- **Text section**
And I'm stumped. I understand how to write this in a client-side language, but not in SQL. I'd much prefer to do it in SQL. If someone can show me how, or point me in the right direction, that would be fantastic.
Here's a final solution with a couple of small syntax changes from the accepted answer.
SELECT event.*
FROM data.event
JOIN (
SELECT cycle_id,
COALESCE(
MIN(dts) FILTER (WHERE state = 'Storage'),
MIN(dts) FILTER (WHERE state = 'Waiting After Quality')) as upto
FROM data.event
GROUP BY cycle_id
) last_events USING (cycle_id)
WHERE dts <= upto
ORDER BY cycle_id,
dts
I'd suggest first finding the timestamps per cycle up-to-and-including which you want to select the events:
SELECT
cycle_id,
COALESCE(
MIN(dts) FILTER (WHERE state = "Storage"),
MIN(dts) FILTER (WHERE state = "Waiting After Quality")

- **Problems to work on**
1 – In the SQL forum excerpt, how does the final solution differ from the accepted answer?
2 – Do these statements agree with the SQL forum excerpt? Answer yes or no for each, quoting the words that decide it.
(a) The asker would prefer to solve the problem in a client-side language.
(b) The final solution groups the subquery results by cycle_id.
(c) The final solution orders its results by state.
3 – Extend the SQL forum excerpt from the point where it stops.

- **Provided information**
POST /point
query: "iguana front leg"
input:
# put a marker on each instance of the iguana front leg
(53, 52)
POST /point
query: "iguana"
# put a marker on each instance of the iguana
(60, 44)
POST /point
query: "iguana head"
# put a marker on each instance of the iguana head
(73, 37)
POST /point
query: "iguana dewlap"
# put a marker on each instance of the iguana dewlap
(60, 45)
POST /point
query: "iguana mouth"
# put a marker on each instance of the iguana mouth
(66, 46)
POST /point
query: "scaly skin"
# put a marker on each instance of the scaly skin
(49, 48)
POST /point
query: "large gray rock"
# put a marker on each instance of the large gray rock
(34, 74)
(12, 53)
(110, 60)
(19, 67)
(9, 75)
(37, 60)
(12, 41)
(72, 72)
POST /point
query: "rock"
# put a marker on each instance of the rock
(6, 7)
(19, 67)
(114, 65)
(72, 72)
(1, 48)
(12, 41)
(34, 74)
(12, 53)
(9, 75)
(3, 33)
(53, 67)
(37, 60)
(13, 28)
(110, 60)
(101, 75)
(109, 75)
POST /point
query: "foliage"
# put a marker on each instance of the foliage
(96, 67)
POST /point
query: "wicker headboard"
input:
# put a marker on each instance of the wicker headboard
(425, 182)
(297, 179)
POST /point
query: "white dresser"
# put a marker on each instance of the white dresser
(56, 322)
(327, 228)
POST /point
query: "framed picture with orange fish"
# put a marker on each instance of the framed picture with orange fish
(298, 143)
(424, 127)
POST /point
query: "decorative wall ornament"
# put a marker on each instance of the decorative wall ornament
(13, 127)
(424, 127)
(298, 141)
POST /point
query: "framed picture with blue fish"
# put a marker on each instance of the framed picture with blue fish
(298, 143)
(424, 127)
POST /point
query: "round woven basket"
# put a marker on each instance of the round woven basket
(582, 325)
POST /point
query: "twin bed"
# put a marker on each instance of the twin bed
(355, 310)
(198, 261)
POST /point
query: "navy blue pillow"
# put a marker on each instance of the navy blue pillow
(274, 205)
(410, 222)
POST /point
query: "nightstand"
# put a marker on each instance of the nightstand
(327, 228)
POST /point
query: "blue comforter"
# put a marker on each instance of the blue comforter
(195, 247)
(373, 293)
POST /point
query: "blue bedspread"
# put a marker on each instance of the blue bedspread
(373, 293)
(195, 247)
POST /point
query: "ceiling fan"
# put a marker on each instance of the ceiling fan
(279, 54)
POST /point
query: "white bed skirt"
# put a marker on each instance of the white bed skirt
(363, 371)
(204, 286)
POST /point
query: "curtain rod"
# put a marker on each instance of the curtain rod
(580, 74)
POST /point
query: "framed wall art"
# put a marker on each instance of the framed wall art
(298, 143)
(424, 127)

- **The responses**
1 – It has a couple of small syntax changes from the accepted answer.

2 –
(a) No: "I'd much prefer to do it in SQL."
(b) Yes: "GROUP BY cycle_id"
(c) No: "ORDER BY cycle_id,"

3 –
) as upto
FROM data.event
GROUP BY cycle_id
Then you can join these results against all the events, and filter them by the respective condition:
SELECT event.*
FROM data.event
JOIN (
SELECT
cycle_id,
COALESCE(
MIN(dts) FILTER (WHERE state = "Storage"),
MIN(dts) FILTER (WHERE state = "Waiting After Quality")
) as upto
FROM data.event
GROUP BY cycle_id
) last_events USING (cycle_id)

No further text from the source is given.